# Given request 1
According to the job-hunting comments, how many of the Red Cross employees started out as volunteers?

I am so far beyond looking for my ‘‘dream job’’ at this point that I don’t even really consider it a possibility. I just want to work at a non-profit somewhere.

I appreciate all of this advice, truly. I have been stepping up my game considerably, but I may have to work even harder. This is a special challenge for me because I am very introverted and social networking is not my cup o’ tea.

Wonderful tip - I will certainly do that.

I worked for the Red Cross for a while - I started out volunteering my computer skills, mostly just to get something on my resume, then they hired me a few months later. More than half the employees there started as volunteers. Even if they don’t have a job for you, they make a great start for a network.

I’d suspect that managers of non-profits are out there a lot drumming up money, so you should be able to identify some managers at places you want to work. Think about what they need to make their non-profit work. Address that, as best you can, or ask questions about it if you get a hold of some of them. Clearly that isn’t about making money,but about serving the clients.

One thing I don’t like to see in resumes is an objective of “increasing my skills in X.” That’s a fine objective for a person to have, but I’m not going to hire them for it. My goal in hiring someone is to make my life easier and to help meet my objectives. Part of which is making that person look good and giving credit.
Anyhow, the purpose of that little rant is to approach all interviewing and job hunting from the perspective of what you can do for them, not what they can do for you. Should be easier for you than most people.

And I think the handwritten note idea is good. For you. I work in Silicon Valley and it would be considered quite quaint.

# Input for this task
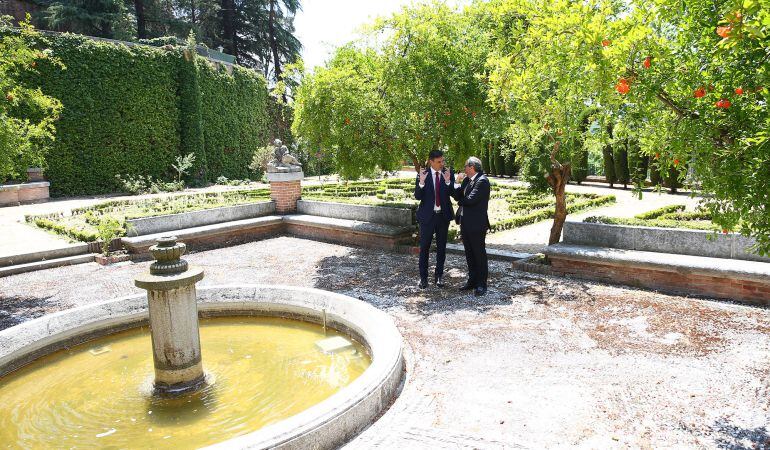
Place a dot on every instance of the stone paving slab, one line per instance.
(540, 362)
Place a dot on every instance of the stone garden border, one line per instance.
(159, 224)
(400, 217)
(325, 425)
(661, 240)
(15, 194)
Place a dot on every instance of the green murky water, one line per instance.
(96, 395)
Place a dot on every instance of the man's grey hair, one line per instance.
(475, 162)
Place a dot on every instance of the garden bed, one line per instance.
(111, 217)
(671, 216)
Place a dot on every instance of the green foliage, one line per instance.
(412, 89)
(102, 18)
(27, 116)
(235, 121)
(609, 164)
(131, 111)
(510, 206)
(658, 223)
(655, 213)
(620, 160)
(183, 165)
(107, 229)
(638, 163)
(147, 185)
(91, 223)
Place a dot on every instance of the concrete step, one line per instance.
(207, 234)
(348, 225)
(46, 264)
(492, 253)
(45, 255)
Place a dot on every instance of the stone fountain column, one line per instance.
(171, 296)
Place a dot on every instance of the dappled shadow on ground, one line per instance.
(389, 280)
(732, 437)
(15, 310)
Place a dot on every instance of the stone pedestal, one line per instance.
(176, 347)
(15, 194)
(285, 190)
(35, 174)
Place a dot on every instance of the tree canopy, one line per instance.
(679, 84)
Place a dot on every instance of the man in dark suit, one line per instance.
(433, 188)
(472, 195)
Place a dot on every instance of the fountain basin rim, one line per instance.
(327, 424)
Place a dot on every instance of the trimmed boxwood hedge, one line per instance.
(131, 110)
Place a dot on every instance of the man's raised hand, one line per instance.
(423, 176)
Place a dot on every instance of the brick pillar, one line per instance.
(285, 190)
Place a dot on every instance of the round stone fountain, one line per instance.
(285, 367)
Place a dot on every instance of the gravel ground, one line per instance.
(539, 362)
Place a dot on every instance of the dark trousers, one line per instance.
(476, 256)
(439, 226)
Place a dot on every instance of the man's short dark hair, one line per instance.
(435, 154)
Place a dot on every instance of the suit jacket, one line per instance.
(474, 201)
(427, 197)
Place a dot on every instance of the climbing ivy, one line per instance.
(131, 110)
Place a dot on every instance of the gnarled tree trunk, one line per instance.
(557, 179)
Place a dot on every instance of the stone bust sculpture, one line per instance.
(282, 160)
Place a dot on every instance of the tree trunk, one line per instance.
(274, 42)
(141, 21)
(558, 179)
(228, 26)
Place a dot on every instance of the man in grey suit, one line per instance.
(472, 191)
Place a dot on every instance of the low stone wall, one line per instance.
(676, 279)
(15, 194)
(172, 222)
(661, 240)
(400, 217)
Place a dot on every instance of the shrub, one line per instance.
(132, 110)
(655, 213)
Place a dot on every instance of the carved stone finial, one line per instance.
(167, 254)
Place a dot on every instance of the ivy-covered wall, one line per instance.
(130, 110)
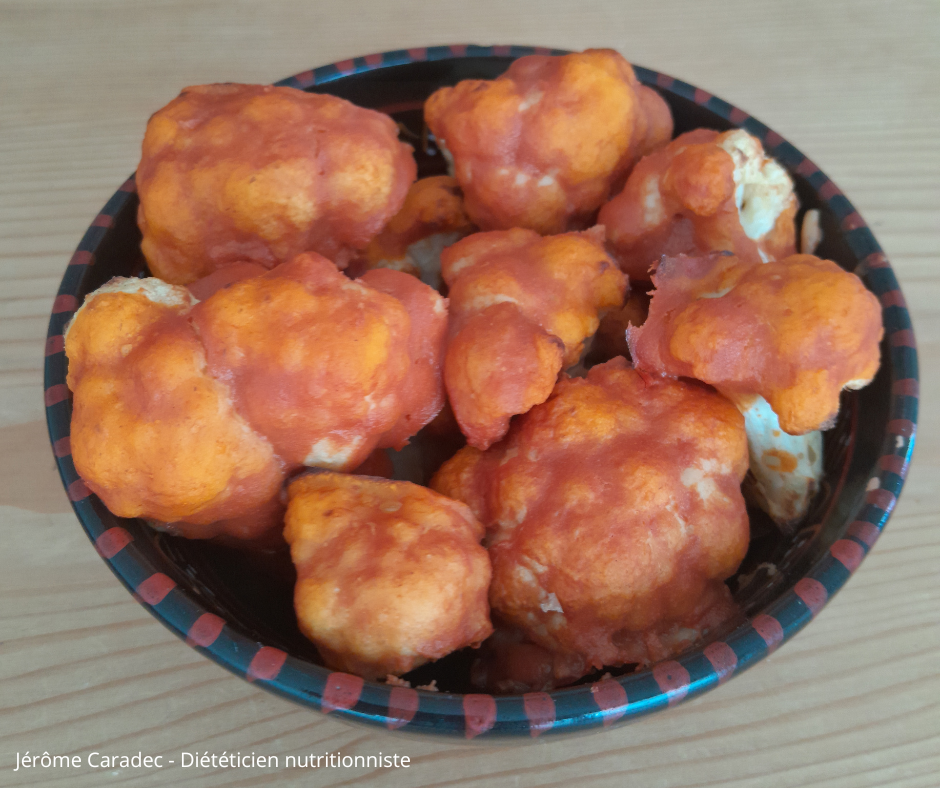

# Given request 2
Please tally the lines of the records that contain the string "trunk", with case counting, and give only the number.

# Written reply 1
More than half of them.

# Written reply 2
2